(TASK INSTRUCTIONS) Reproduce the following records line for line, with no changes.

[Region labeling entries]
● ● ● ● ● ● ●

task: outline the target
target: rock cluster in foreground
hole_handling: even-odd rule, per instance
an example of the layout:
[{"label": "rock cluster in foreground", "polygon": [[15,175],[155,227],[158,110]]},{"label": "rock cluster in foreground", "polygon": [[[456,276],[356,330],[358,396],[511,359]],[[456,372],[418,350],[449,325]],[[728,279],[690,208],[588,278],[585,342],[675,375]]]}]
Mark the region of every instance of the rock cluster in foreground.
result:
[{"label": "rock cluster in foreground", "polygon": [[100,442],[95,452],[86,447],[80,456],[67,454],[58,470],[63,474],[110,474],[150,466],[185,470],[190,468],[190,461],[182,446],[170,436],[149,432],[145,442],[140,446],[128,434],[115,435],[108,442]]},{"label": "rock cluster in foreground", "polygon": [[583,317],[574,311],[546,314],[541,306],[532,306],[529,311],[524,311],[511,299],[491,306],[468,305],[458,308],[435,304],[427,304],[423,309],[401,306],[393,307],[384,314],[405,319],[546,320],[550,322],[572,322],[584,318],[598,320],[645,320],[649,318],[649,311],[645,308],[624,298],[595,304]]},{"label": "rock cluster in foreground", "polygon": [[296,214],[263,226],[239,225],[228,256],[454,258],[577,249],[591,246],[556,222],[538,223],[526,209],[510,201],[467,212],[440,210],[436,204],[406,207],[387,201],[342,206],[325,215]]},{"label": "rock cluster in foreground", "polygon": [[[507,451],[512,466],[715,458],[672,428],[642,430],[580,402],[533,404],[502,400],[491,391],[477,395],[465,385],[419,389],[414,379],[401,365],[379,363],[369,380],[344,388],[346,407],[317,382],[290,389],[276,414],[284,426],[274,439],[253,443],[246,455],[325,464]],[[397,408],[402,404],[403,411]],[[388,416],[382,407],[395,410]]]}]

● ● ● ● ● ● ●

(OUTPUT)
task: outline the target
target: rock cluster in foreground
hole_handling: even-odd rule, per instance
an example of the layout:
[{"label": "rock cluster in foreground", "polygon": [[15,175],[155,227],[158,110]]},{"label": "rock cluster in foreground", "polygon": [[[456,276],[356,330],[358,396],[511,359]],[[456,372],[418,350],[449,325]],[[728,279],[690,208],[588,278],[585,342],[675,375]]]}]
Mark the region of every instance of the rock cluster in foreground.
result:
[{"label": "rock cluster in foreground", "polygon": [[100,442],[95,452],[86,447],[80,456],[67,454],[58,470],[63,474],[110,474],[150,466],[185,470],[190,468],[190,461],[182,446],[170,436],[149,432],[145,442],[140,446],[128,434],[115,435],[108,442]]},{"label": "rock cluster in foreground", "polygon": [[583,317],[574,311],[546,314],[541,306],[532,306],[529,311],[524,311],[511,299],[491,306],[468,305],[458,308],[435,304],[427,304],[423,309],[401,306],[393,307],[384,314],[405,319],[546,320],[550,322],[572,322],[584,318],[598,320],[645,320],[649,318],[649,311],[645,308],[624,298],[595,304]]},{"label": "rock cluster in foreground", "polygon": [[296,214],[263,226],[239,225],[228,256],[454,258],[577,249],[591,246],[556,222],[538,223],[526,209],[510,201],[467,212],[440,210],[436,204],[406,207],[387,201],[342,206],[325,215]]},{"label": "rock cluster in foreground", "polygon": [[[507,451],[512,466],[715,458],[672,428],[642,430],[580,402],[533,404],[502,400],[491,391],[477,395],[465,385],[419,389],[414,379],[401,365],[379,363],[369,380],[344,388],[346,407],[317,382],[290,389],[276,414],[284,426],[274,439],[253,443],[246,455],[325,464]],[[397,408],[402,404],[403,411]],[[388,416],[382,407],[395,410]]]}]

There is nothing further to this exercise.